(Material supplied)
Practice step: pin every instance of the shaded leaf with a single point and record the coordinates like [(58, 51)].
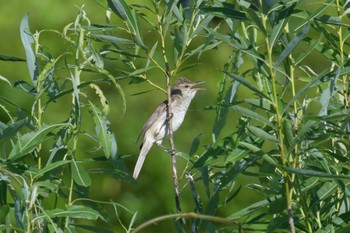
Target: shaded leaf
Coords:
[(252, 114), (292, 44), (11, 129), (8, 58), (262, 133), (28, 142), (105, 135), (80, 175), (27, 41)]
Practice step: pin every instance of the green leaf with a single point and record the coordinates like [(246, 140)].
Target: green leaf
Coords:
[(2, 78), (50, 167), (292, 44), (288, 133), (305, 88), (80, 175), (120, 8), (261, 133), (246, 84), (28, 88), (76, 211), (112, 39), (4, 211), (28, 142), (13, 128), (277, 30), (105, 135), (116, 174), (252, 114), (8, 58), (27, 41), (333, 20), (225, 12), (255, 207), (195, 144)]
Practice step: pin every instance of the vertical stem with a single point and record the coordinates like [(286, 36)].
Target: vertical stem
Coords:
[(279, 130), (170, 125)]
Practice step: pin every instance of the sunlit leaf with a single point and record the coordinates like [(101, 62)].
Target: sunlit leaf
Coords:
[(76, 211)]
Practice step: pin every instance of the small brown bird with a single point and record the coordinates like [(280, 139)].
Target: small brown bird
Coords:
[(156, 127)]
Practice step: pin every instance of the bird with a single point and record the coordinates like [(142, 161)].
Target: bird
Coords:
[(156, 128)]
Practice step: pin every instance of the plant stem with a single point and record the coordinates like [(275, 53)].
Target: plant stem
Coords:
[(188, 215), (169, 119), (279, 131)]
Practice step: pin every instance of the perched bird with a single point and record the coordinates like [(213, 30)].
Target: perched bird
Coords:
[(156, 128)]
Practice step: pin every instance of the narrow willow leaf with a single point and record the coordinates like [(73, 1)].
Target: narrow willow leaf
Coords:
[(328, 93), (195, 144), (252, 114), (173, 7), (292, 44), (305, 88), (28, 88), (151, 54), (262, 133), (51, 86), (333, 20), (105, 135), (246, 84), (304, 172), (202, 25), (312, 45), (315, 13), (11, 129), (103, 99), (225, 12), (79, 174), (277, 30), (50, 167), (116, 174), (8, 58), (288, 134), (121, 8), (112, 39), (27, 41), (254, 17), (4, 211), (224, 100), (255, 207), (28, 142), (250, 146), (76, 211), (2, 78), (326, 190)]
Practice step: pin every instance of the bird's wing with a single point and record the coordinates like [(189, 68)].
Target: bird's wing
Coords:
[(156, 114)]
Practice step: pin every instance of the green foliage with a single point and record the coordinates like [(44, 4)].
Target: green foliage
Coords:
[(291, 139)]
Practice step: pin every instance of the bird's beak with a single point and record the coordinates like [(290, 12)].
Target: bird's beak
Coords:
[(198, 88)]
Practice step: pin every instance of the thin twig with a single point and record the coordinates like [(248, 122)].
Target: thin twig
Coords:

==

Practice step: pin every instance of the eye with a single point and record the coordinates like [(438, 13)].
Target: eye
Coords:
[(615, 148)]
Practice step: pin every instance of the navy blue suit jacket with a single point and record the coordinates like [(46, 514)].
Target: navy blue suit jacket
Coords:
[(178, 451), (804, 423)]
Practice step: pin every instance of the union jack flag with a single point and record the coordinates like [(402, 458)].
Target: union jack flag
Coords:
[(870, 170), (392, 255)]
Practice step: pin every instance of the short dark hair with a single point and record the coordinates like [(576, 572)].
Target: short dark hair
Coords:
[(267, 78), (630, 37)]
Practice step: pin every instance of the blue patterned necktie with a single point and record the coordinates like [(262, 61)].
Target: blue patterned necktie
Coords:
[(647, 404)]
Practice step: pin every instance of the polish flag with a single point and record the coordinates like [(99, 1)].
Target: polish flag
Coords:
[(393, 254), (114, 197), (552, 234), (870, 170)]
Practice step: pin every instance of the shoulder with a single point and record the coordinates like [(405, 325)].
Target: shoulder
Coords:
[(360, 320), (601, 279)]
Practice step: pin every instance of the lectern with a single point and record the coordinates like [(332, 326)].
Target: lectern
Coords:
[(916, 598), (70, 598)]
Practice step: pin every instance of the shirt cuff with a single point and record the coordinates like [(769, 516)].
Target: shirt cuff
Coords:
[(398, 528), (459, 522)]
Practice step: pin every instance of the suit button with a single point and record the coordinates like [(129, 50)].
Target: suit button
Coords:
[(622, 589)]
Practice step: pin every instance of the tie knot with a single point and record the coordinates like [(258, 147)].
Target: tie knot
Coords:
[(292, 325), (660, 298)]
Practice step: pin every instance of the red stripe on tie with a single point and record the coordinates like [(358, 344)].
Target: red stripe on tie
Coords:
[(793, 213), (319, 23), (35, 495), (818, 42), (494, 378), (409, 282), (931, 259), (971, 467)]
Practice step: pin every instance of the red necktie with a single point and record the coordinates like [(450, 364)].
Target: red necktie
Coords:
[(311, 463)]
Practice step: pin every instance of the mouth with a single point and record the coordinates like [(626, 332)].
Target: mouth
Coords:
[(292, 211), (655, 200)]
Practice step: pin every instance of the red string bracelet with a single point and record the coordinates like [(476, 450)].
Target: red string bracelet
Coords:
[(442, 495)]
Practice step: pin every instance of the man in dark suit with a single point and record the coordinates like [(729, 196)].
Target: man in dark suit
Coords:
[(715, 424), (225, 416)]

(Problem description)
Copy out the stretch from the line containing "Practice step: pin every instance of the suit" through the line containing "[(715, 424), (225, 416)]", putting "wristband" wherever "bracelet" appears. Leave everything else as it is, and return only those lines.

(Written answer)
Practice step: pin every instance of the suit button with a single point and record the coordinates like [(129, 50)].
Target: suit button
Coords:
[(622, 589)]
Practice step: pin every instance of the tie knot with a single point and record the coordinates like [(258, 147)].
Target: tie knot
Coords:
[(292, 325), (660, 298)]
Practice step: pin every instance of the red stripe on tie with a single point and record the coordinates like [(358, 344)].
Target: red stripe on tie
Coords:
[(793, 213), (319, 23), (35, 495), (818, 42), (494, 378), (409, 282), (931, 259), (971, 467)]
Practice step: pin every instance of the red necktie with a single point and record the coordinates like [(450, 364)].
Target: red necktie
Coords:
[(311, 463)]
Practice step: pin every instance of the mouth with a single point and record the coordinates like [(626, 332)].
Target: mouth
Coords:
[(292, 211), (655, 200)]
Practice step: pin every instance of the red string wristband with a single point and record the coordinates like [(476, 450)].
Target: red string wristband
Coords:
[(442, 495)]
Practice step: pin every instance of the man in dark suit with a single point and record the coordinates like [(729, 196)].
Target: man in dark suit
Coords:
[(715, 424), (225, 416)]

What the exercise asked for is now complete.